*** SELECTED EXTRACT Section Begins ***
Bubble, Bubble, Toil and Trouble
Looking at the sky, you would think the Sun is static, placid,
constant. From the ground, the only features that seem to change
are where and when the Sun will appear: will clouds block its rays
today? Will it rise at 6:30 or 7:30 a.m.? But while our Sun does
give us a steady stream of warmth and light, it also has weather
that is turbulent and dynamic, provoking the cosmic equivalent of
winds, clouds, waves, precipitation, and storms.
The Sun is a huge thermonuclear reactor, fusing hydrogen atoms
into helium and producing million degree temperatures and intense
magnetic fields. Near its surface, the Sun is like a pot of
boiling water, with bubbles of hot, electrified gas-actually
electrons and protons in a fourth state of matter known as
plasma-circulating up from the interior, rising to the surface,
and bursting out into space. The steady stream of particles
from the Sun is known as the solar wind.
*** SELECTED EXTRACT Section Ends ***
*** DATA EXCERPTS Section Begins ***
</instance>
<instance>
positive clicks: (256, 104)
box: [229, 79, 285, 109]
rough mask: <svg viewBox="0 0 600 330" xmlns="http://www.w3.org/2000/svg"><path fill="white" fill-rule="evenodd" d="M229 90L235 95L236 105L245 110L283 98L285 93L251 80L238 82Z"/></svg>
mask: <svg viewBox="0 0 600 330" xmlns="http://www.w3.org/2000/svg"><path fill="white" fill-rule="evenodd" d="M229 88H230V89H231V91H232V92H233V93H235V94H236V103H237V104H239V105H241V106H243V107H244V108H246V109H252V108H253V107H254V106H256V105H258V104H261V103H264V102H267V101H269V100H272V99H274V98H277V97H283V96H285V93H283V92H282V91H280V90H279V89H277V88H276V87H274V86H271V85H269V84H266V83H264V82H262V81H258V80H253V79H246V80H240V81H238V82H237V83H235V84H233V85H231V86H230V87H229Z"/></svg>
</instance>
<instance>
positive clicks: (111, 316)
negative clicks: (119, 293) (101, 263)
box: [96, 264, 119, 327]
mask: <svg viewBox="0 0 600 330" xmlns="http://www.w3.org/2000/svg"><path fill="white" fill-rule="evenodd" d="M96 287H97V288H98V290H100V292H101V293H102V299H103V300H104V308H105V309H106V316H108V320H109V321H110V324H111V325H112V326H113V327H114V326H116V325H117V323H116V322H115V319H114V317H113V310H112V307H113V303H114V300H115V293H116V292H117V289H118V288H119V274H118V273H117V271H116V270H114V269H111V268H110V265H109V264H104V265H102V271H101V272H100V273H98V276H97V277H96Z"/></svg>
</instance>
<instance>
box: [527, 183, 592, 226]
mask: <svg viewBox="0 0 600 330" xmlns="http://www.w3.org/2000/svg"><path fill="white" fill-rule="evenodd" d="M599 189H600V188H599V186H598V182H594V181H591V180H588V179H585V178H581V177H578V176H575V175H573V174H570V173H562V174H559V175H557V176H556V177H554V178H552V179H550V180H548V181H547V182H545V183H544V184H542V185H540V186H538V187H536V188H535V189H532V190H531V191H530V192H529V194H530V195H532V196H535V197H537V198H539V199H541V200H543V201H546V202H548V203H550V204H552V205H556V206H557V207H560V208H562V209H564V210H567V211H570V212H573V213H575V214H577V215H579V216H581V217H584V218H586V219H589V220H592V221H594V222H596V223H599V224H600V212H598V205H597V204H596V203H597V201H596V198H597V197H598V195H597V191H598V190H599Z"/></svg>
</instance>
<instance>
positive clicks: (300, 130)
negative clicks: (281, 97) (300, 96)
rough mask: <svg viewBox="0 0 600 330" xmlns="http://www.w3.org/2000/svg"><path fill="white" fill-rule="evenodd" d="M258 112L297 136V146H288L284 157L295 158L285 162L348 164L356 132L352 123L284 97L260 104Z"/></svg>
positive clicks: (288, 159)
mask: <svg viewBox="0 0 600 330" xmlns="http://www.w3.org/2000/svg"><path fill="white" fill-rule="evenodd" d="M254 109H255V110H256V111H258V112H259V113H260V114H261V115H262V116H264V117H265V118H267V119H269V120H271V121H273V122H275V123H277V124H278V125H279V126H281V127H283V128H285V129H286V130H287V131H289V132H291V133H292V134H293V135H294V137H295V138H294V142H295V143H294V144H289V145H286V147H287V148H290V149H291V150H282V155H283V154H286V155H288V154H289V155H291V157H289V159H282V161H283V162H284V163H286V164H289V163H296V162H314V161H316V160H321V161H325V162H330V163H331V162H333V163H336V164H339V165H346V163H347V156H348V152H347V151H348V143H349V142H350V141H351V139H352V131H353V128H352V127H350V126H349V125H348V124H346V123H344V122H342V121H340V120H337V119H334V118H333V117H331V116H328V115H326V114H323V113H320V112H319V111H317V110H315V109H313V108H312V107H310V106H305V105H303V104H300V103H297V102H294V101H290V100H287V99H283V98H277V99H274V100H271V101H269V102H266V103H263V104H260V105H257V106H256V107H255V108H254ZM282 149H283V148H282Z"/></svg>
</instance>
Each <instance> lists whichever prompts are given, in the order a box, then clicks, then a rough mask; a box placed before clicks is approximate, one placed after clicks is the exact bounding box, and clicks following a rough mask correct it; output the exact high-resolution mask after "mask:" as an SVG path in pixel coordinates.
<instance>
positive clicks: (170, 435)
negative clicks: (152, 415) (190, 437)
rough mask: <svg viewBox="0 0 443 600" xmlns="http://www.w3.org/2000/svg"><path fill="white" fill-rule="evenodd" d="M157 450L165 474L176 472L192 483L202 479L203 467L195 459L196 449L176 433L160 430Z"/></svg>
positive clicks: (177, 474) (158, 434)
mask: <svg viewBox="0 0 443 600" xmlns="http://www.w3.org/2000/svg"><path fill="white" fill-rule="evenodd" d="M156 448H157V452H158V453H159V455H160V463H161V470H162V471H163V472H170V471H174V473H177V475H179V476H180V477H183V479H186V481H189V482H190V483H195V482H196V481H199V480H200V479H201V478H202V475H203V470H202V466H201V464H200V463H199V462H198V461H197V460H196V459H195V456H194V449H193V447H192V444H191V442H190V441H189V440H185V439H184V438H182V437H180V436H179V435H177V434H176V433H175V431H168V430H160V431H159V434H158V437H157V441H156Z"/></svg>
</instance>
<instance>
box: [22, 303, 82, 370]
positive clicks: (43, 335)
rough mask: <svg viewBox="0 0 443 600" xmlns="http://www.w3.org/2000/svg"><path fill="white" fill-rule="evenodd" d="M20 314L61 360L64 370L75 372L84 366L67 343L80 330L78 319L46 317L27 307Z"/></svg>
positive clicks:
*** DATA EXCERPTS Section Ends ***
Return the full passage on the Sun's weather word for word, from its title to its final sentence.

Bubble, Bubble, Toil and Trouble
Looking at the sky, you would think the Sun is static, placid,
constant. From the ground, the only features that seem to change
are where and when the Sun will appear: will clouds block its rays
today? Will it rise at 6:30 or 7:30 a.m.? But while our Sun does
give us a steady stream of warmth and light, it also has weather
that is turbulent and dynamic, provoking the cosmic equivalent of
winds, clouds, waves, precipitation, and storms.
The Sun is a huge thermonuclear reactor, fusing hydrogen atoms
into helium and producing million degree temperatures and intense
magnetic fields. Near its surface, the Sun is like a pot of
boiling water, with bubbles of hot, electrified gas-actually
electrons and protons in a fourth state of matter known as
plasma-circulating up from the interior, rising to the surface,
and bursting out into space. The steady stream of particles
from the Sun is known as the solar wind.